The Taper Train
In the April 12th Dispatch “USD Amber Alert”, I warned that the rise in the USD from the beginning of the year was close to petering out. This is what I wrote:
“The USD has been in an uptrend since the beginning of 2021 due to its vaccine rollout and the fact that no other country has been able to match the amount of fiscal and monetary stimulus provided by the government and the central bank. Thus, the USD has been able to distance itself from the pack by the divergence theme. Last week currency movements may be pointing to a peak in this narrative.”
Since then, the vaccine rollout in Europe and other countries has accelerated. The April PMIs and some other survey data (including business and investor confidence) demonstrate that the second quarter will be a strong one. Thus, the growth divergence theme between the US and the rest of the world has indeed peaked. This combined with last week’s events, which I will go into below, leaves little doubt the USD has resumed its downtrend.
With the Fed meeting out of the way, Fed members were free to speak about their decision to maintain the current policy accommodation. Here’s what they said during the week:
- Data/conditions not nearly enough for FOMC to shift its policy stance.

######

▶ _REQUIRED ACTION 1_
Condense the paragraph of the dollar commentary that begins "Since then, the vaccine rollout" into two sentences, keeping its main facts.
▶ _REQUIRED ACTION 2_
Write what comes next in the dollar commentary, picking up after its final bullet point.

######

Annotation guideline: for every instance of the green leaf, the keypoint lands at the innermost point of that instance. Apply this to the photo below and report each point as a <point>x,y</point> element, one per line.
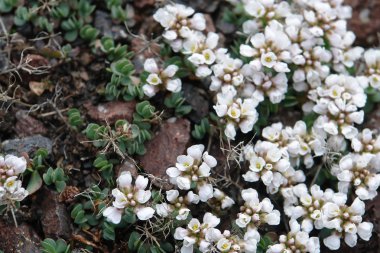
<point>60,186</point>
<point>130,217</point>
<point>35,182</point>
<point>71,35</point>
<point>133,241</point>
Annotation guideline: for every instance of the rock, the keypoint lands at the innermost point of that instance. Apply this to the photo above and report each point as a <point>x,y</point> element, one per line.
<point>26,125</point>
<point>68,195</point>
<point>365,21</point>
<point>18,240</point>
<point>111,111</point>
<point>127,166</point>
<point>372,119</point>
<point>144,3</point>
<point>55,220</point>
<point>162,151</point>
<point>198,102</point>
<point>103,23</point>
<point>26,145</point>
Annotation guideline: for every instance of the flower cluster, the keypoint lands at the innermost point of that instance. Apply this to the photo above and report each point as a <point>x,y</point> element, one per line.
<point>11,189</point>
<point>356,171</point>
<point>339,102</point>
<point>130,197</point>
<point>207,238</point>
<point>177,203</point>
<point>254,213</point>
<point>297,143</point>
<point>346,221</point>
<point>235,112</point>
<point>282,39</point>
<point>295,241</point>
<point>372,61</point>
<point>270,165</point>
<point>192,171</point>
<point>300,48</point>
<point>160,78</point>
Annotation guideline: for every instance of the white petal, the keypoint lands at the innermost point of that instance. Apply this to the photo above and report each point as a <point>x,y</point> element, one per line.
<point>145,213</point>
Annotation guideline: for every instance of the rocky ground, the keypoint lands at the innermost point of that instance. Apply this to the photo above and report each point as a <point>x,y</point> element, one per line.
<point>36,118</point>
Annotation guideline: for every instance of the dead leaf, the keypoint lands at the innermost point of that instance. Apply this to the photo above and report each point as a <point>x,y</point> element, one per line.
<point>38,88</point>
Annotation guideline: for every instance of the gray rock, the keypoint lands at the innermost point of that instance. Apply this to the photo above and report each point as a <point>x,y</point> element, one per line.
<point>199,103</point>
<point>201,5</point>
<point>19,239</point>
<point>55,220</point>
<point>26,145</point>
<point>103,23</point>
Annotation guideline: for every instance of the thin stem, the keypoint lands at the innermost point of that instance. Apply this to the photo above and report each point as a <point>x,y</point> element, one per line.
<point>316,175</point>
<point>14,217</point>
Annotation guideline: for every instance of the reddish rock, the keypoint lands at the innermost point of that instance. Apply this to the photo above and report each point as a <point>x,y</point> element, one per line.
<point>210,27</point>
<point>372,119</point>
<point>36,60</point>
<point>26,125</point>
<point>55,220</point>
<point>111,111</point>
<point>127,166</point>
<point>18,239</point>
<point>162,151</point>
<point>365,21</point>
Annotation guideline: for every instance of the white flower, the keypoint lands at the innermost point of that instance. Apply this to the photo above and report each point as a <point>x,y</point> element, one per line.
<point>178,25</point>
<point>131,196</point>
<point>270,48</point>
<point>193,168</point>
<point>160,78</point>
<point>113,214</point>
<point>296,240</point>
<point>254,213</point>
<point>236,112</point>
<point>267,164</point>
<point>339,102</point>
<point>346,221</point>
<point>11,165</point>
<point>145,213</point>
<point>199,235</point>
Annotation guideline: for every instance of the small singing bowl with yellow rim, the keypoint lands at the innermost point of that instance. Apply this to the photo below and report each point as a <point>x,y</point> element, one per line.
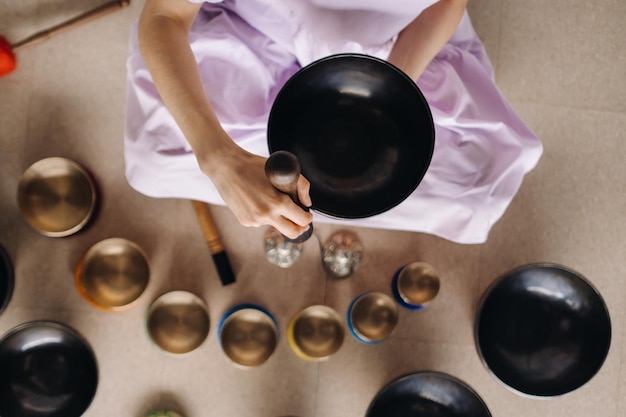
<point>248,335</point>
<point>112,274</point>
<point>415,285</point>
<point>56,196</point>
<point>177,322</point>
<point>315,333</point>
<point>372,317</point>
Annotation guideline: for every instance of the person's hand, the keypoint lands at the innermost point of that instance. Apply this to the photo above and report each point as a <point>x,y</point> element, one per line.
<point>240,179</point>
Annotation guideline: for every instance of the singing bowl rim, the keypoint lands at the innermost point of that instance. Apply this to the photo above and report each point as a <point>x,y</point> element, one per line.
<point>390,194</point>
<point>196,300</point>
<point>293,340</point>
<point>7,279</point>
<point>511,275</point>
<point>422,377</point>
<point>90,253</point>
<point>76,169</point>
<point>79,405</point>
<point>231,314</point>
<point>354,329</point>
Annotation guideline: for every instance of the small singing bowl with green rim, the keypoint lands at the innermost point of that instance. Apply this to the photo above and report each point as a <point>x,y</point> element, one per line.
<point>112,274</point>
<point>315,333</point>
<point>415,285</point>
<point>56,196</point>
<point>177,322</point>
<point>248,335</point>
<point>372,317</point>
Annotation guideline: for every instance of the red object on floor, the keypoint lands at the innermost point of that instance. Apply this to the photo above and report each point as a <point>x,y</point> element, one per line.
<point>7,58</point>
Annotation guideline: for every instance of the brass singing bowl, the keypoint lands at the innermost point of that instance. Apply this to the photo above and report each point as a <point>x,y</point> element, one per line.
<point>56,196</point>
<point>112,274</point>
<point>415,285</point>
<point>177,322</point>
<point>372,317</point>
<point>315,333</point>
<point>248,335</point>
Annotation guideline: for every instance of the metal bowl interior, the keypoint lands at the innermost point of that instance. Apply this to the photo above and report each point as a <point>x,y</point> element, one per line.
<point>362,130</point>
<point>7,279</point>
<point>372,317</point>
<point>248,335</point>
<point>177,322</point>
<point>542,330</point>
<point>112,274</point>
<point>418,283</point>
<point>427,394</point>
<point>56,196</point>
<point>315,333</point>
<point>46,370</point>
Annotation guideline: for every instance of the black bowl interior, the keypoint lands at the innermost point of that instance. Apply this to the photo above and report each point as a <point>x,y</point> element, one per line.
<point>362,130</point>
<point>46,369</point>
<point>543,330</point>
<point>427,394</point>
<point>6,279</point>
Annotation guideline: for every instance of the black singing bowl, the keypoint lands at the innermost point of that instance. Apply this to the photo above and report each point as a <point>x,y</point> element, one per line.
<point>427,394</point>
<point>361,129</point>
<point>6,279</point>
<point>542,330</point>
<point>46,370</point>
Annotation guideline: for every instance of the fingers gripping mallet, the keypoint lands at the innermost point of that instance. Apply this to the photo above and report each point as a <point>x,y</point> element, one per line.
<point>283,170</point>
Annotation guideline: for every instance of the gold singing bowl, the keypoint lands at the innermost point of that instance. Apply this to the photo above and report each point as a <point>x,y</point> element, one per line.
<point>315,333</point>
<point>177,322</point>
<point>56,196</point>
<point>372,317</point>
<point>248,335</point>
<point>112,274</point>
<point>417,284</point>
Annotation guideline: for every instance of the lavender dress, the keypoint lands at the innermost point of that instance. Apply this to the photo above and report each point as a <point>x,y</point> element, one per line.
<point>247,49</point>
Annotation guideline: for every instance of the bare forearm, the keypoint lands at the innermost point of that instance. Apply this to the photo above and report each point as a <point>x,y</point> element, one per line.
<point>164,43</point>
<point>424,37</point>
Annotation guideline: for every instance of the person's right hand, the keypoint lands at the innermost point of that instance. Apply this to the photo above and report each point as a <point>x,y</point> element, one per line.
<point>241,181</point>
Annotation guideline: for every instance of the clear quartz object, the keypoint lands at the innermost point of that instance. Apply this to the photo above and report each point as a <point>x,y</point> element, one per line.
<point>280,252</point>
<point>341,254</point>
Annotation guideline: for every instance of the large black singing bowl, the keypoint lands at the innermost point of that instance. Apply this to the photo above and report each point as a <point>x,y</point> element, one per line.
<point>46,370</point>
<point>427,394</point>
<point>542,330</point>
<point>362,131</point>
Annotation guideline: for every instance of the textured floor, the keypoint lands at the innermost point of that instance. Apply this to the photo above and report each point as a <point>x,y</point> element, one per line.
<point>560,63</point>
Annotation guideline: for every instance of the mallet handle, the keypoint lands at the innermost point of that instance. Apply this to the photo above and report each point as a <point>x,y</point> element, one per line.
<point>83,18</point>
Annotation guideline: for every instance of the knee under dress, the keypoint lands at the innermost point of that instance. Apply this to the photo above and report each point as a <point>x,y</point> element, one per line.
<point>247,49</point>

######

▶ _RESPONSE BOX 1_
Vaccine rollouts in Europe and other countries have sped up, and April PMIs and other survey data, including business and investor confidence, point to a strong second quarter. The growth divergence between the US and the rest of the world has therefore peaked, and together with last week's events this leaves little doubt that the USD has resumed its downtrend.

▶ _RESPONSE BOX 2_
- A long way to go on the economy.
- Markets seem to understand Fed's rate guidance.
- Will start to taper when substantial progress is seen.
- Sees inflation spurt as being transitory.
- Repeats call to "at least start discussing" taper.
- Significant slack remains in the economy.
- It is too early to talk about tapering QE.
- In the absence of inflationary pressures, Fed will not react to strong jobs market.
- Not too concerned that inflation will get out of hand.
- Progress in labor market does not meet Fed's goals.
- Doesn’t think a strong market means inflation is coming.
- Doesn’t think it's time to talk about tapering.
- Will be hard to get a clear signal on inflation over the next few months.
Pretty much all of the Fed officials have been singing from the Fed Chairman Powell’s hymn book, falling into line with inflation being transitory and that there will be no tapering of monetary stimulus any time soon. Kaplan was the only official to step out of line, which isn’t a surprise since he had said similar statements the previous month.
The guide below outlines who will be voting in the years ahead. Note the “Governors” (listed above the arrow) always vote, as does NY Fed President Williams.
Friday’s release of US April Non-Farm Payrolls report posted a huge miss. The forecast was for an increase of 1M jobs, but the economy only created 260K new jobs. The unemployment rate rose to 6.1% and March’s total of 916K was revised down to 770K. Remember the Fed has two mandates: inflation and employment. This jobs report validates the Fed's outcome-based approach.
The rise in the USD and the performance of the economy since the start of the year had caused Mr. Market to pull forward the Fed’s first-rate hike into 2022. The disappointing jobs report and the uptick in the global economy has repriced the Fed’s first hike into 2023. The takeaway is that the Fed will remain lower for longer thus cementing the renewed downtrend in the USD.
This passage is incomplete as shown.